EXERCISE BRIEF
Starting at the beginning of the items and ending at the line containing "(388, 1077)", both included, rewrite every line with its wording unchanged except that each pixel coordinate is scaled by 1.65 and rounded to a whole number, with halves rounded up. Leave the pictures out of your answer.

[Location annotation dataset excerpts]
== == ==
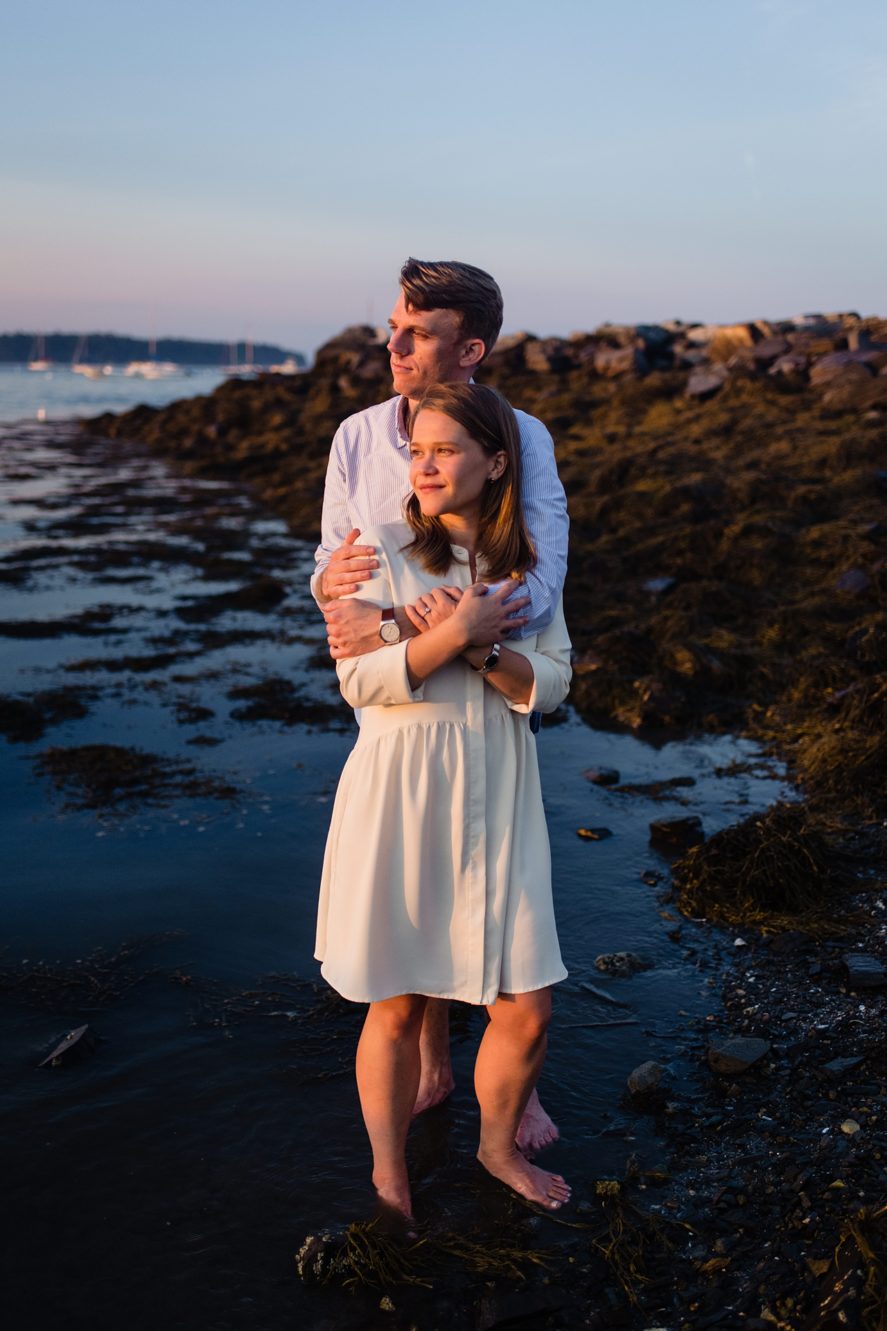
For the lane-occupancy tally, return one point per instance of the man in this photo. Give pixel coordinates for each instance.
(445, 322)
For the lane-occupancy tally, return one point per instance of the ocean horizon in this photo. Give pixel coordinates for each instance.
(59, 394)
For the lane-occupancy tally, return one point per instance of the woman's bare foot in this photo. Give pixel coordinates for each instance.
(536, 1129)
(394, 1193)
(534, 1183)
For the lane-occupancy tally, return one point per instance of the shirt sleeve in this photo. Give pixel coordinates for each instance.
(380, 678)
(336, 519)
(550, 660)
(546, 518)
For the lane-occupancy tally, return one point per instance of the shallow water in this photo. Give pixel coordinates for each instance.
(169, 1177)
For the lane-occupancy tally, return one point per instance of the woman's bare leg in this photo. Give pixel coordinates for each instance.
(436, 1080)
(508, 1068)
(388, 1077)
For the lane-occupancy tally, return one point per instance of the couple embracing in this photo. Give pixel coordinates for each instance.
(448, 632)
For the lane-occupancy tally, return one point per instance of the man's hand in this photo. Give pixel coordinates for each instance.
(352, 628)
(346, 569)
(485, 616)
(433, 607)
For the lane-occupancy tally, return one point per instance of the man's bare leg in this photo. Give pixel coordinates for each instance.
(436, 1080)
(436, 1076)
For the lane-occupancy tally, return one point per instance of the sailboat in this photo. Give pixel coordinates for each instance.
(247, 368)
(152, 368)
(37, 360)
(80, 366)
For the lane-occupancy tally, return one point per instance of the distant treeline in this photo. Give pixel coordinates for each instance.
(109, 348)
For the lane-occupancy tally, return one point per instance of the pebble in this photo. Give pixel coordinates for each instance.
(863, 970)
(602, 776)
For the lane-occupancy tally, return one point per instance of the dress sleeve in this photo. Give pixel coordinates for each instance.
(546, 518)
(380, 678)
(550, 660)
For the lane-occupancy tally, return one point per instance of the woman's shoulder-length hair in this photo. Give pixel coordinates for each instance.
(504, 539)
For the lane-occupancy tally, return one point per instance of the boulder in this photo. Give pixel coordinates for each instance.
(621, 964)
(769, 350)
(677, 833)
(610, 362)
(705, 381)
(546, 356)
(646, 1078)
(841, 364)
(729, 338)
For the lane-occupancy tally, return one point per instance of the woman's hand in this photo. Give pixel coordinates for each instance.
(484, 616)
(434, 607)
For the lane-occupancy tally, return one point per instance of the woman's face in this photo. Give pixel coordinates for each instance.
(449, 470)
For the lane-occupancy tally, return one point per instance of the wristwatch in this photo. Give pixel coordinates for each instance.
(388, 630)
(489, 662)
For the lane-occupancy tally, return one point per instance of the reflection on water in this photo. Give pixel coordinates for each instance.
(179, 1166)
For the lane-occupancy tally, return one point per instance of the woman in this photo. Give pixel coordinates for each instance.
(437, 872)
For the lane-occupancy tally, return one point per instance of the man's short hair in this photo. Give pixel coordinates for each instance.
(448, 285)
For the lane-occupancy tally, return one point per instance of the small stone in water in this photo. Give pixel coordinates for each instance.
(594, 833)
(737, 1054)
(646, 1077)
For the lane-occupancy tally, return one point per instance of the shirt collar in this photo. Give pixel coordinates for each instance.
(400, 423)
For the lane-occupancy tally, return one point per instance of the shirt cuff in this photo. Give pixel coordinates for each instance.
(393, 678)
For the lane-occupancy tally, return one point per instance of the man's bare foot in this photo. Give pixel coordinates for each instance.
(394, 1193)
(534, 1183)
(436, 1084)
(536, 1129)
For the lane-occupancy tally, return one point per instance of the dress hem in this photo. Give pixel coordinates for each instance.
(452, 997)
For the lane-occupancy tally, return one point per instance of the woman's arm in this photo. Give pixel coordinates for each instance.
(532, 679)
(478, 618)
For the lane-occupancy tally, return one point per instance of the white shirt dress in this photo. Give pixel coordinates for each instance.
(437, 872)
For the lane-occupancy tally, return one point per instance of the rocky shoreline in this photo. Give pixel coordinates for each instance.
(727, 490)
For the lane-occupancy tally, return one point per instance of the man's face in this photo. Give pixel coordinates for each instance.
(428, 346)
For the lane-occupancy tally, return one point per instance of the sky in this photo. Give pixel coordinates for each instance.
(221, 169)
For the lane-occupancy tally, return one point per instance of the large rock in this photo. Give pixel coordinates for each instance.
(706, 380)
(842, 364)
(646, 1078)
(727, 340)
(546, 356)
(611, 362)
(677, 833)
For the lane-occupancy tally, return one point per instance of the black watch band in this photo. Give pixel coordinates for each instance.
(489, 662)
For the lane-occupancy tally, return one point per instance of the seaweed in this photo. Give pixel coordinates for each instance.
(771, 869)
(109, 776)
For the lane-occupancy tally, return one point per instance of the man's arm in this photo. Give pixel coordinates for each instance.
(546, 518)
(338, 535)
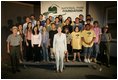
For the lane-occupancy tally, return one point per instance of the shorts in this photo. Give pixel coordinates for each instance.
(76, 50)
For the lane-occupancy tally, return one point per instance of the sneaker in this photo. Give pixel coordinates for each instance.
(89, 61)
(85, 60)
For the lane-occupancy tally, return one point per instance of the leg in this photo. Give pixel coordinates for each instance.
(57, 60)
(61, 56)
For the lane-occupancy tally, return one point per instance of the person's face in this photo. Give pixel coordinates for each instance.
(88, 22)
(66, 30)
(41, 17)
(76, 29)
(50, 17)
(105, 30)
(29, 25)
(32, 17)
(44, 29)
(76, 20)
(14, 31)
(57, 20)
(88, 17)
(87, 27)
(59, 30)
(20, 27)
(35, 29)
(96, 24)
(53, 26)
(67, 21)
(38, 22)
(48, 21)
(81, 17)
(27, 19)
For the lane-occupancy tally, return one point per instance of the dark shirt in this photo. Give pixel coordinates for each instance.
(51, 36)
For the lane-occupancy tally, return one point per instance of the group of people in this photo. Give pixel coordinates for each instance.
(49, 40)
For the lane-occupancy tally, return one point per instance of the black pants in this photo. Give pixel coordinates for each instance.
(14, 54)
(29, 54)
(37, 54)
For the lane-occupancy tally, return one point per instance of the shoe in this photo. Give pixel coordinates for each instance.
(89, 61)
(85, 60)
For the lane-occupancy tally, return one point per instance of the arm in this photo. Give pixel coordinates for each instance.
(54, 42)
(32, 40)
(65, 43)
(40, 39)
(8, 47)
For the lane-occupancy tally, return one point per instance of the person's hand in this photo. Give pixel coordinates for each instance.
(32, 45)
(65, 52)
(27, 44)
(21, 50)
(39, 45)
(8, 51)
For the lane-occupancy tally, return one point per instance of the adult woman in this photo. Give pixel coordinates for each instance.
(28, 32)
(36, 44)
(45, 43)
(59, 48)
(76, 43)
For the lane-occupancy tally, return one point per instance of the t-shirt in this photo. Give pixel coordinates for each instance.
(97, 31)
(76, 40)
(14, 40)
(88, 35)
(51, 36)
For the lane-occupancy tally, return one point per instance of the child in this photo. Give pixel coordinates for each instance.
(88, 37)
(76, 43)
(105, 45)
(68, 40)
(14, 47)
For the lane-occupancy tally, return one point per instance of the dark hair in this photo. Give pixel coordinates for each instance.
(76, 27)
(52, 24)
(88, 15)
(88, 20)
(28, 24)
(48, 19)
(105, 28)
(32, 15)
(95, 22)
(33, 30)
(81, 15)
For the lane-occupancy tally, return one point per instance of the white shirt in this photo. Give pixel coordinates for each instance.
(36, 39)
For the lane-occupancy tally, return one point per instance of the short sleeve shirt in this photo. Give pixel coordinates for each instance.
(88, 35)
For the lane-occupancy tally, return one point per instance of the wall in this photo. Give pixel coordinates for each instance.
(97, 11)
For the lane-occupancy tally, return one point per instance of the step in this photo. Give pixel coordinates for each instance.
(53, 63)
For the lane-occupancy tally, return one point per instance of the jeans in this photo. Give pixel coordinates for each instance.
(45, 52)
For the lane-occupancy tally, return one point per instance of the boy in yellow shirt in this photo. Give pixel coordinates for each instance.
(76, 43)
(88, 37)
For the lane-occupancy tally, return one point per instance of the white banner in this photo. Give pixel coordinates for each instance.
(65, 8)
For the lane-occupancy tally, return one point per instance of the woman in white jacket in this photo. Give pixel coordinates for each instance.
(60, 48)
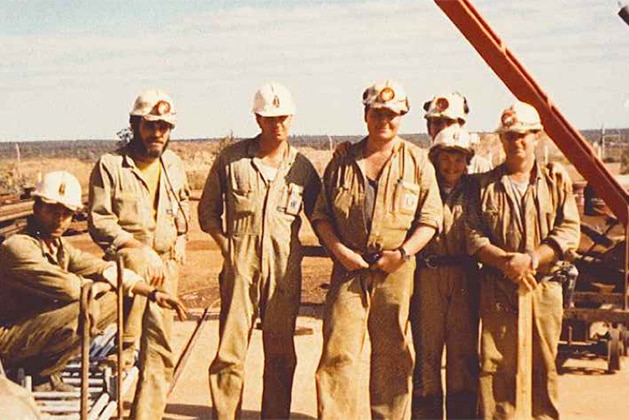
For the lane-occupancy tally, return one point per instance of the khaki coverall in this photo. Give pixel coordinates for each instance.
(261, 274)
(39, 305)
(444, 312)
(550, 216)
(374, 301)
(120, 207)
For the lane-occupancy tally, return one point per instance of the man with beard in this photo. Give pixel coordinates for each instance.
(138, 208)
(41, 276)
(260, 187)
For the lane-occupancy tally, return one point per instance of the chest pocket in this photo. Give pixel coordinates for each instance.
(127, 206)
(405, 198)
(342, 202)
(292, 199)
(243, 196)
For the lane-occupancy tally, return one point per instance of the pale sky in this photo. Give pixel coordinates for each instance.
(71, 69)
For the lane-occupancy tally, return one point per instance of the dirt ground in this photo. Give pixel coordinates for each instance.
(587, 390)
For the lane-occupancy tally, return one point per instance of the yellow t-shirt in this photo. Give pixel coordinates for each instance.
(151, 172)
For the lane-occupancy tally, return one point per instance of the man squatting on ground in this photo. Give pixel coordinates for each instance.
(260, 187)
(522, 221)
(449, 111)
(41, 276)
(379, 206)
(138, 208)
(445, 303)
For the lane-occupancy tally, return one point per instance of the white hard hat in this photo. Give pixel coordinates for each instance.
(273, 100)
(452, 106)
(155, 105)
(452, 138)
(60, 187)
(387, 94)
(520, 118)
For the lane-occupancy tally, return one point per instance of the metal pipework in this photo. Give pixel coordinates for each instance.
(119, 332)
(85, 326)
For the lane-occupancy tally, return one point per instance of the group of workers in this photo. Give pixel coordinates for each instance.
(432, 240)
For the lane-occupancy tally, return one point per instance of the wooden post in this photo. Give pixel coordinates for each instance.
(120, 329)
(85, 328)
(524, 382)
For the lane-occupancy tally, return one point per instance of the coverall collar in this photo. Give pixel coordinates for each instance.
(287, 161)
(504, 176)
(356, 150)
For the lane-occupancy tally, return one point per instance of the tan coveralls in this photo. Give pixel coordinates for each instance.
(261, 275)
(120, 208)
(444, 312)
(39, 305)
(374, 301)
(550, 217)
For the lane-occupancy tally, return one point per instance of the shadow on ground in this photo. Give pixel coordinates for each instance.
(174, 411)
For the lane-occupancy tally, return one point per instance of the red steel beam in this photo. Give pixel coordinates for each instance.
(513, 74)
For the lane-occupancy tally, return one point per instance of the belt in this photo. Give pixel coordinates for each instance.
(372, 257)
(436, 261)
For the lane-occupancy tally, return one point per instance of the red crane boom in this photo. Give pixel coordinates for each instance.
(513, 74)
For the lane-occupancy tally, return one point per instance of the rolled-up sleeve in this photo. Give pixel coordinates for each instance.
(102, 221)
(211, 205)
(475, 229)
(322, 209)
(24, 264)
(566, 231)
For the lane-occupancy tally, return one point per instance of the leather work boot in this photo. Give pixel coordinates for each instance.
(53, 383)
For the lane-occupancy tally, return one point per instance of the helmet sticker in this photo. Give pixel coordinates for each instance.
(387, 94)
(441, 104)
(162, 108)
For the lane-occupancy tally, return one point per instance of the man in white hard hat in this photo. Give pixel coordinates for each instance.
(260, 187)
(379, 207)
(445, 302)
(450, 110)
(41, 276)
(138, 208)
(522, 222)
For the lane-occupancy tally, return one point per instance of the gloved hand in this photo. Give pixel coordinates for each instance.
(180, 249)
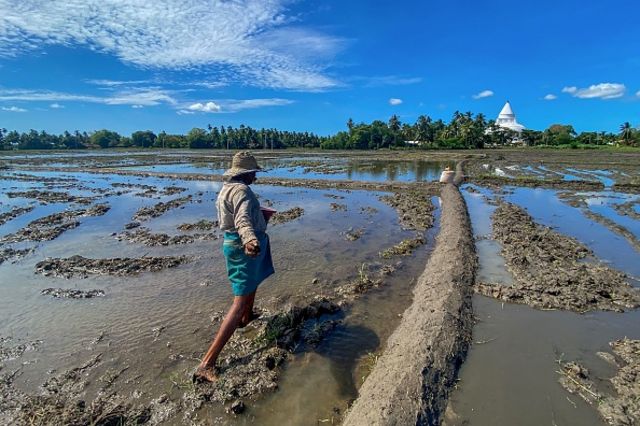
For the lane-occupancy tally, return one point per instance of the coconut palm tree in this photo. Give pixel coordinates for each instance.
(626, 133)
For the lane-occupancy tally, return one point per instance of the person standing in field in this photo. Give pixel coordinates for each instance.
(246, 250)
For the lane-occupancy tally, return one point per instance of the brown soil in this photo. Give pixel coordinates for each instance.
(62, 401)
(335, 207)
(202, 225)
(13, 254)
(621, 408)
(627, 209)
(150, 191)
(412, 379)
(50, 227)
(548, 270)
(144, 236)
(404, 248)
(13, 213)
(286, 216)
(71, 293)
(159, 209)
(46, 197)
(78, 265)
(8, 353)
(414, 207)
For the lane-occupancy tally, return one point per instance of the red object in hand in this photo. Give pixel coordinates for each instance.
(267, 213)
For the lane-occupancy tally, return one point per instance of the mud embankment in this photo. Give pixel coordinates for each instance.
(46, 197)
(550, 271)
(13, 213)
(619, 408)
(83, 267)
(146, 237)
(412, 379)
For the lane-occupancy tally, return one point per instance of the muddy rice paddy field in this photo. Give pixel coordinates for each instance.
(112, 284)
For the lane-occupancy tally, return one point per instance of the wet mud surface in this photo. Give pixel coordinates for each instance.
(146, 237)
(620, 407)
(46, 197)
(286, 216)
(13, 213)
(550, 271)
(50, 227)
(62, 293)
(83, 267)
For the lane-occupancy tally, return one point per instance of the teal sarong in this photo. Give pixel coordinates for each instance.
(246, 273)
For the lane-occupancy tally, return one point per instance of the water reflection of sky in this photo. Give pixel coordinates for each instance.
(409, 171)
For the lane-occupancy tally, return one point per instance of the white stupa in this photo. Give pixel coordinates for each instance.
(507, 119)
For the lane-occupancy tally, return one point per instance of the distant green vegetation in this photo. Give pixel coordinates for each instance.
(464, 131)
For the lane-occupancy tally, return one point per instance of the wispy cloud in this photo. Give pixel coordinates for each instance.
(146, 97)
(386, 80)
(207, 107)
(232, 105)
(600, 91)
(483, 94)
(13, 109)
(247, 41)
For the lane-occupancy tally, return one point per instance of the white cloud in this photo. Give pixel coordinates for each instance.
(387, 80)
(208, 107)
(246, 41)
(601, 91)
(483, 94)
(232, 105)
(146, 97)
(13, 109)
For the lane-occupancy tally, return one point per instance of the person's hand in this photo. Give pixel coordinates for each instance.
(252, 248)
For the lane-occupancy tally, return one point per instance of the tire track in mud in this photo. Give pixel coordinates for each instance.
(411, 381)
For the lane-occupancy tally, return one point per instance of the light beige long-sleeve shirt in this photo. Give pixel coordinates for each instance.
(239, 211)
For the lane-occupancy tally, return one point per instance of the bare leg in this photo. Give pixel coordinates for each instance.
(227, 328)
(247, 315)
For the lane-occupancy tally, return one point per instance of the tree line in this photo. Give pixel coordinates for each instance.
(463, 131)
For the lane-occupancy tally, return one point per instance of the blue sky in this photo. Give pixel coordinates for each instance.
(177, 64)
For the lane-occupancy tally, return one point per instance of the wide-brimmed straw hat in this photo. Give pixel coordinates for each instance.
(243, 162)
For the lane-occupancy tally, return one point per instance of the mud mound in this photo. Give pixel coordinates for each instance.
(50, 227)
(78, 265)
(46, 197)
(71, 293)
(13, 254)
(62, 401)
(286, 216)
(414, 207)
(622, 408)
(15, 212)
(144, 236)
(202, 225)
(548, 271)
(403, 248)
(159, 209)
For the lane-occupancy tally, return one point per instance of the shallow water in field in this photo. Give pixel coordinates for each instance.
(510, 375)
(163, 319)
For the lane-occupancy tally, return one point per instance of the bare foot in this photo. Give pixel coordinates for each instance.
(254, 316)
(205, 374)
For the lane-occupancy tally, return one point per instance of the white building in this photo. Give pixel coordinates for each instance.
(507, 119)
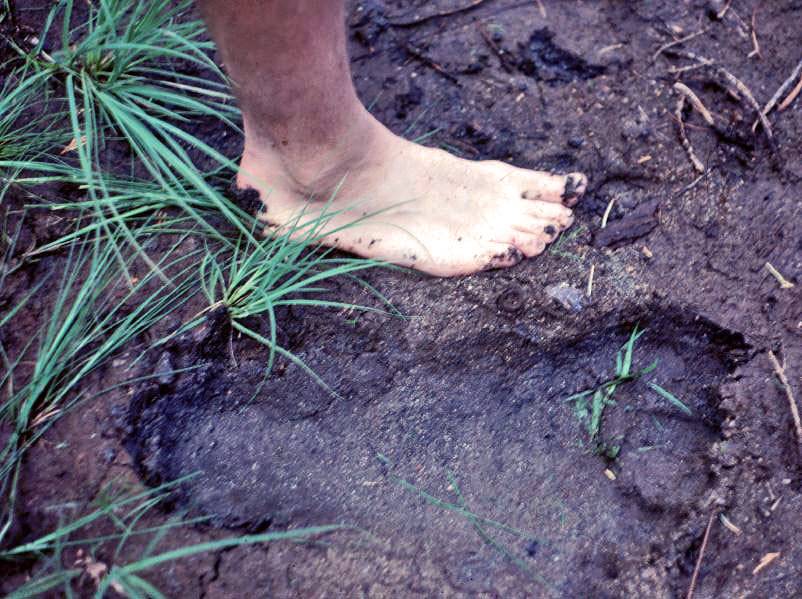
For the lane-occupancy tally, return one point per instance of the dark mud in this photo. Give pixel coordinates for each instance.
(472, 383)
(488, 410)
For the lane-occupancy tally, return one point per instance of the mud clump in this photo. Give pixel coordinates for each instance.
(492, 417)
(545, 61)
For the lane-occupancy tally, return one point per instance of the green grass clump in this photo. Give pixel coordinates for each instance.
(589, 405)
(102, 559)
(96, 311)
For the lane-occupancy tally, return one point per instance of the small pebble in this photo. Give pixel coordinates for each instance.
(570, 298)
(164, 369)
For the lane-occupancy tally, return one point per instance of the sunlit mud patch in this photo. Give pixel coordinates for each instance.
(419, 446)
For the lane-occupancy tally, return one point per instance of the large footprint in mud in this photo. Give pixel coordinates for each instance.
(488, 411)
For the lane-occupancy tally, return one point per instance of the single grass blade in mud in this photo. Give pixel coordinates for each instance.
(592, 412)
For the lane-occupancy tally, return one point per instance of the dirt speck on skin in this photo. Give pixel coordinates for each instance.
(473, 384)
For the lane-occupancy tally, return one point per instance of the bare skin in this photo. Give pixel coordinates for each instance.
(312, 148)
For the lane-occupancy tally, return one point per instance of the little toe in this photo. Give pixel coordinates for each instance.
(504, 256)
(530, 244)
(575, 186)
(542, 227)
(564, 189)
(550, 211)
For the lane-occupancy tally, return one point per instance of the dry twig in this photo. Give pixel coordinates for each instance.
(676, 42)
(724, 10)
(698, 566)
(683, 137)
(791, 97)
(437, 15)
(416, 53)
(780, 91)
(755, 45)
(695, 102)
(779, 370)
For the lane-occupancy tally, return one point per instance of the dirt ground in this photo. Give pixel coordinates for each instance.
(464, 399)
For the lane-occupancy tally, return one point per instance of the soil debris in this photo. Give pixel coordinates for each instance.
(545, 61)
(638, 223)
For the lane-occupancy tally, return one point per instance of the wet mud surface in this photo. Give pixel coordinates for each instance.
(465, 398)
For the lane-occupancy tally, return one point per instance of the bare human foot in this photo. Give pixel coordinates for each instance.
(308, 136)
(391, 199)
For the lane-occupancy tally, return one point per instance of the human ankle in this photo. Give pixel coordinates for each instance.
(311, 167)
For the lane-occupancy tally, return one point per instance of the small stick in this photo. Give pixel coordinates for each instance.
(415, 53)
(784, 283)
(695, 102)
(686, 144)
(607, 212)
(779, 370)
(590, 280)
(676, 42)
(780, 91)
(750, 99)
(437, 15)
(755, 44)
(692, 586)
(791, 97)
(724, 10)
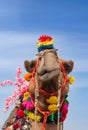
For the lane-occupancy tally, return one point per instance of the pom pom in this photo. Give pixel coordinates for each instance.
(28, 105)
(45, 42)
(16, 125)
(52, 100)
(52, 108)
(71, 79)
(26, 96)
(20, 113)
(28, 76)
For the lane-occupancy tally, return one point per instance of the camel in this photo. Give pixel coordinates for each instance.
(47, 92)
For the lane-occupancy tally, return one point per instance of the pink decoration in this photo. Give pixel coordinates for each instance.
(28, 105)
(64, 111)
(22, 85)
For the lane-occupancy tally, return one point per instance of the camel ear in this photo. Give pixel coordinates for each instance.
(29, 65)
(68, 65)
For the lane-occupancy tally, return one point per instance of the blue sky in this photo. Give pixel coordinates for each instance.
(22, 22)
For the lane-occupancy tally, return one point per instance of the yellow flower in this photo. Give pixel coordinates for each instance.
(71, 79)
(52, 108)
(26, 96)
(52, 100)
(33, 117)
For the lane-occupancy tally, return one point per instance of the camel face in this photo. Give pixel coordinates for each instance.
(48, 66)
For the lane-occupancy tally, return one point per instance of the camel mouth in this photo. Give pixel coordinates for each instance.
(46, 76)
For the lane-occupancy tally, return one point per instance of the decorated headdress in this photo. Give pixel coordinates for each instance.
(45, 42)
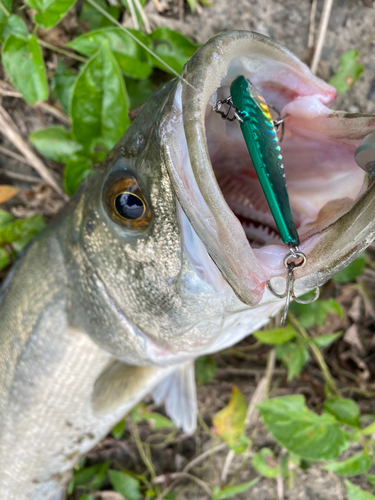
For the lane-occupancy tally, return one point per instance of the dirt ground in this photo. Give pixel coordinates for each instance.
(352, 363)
== == ==
THE REPLY
For the lane-occupancy tally, return one point per instance of the man in this photo. Give pixel coordinates for each instance.
(734, 531)
For the lane-occupancy tally, return one point per instance of the ocean horizon in this photo. Give pixel coordinates for each instance.
(97, 650)
For the lane-occupancy tally, return one point per instance of the woman's bare foot in this photo. Give pixel coordinates for each instance.
(884, 1863)
(650, 1968)
(881, 1952)
For the lane-occupancy tally, return one point per instance of the shirt sleeve in this photo. Give pixel coordinates for each instance.
(627, 1119)
(554, 856)
(908, 1089)
(901, 855)
For the lane-occupancy tally, return one point per instance of the shallow water in this photo. Give pixel coordinates for each instance.
(279, 1942)
For the lane-occupancy tally, return one point per instance of the woman's bare leg in this photo. Give pixel coordinates for each instance.
(719, 1782)
(838, 1762)
(640, 1777)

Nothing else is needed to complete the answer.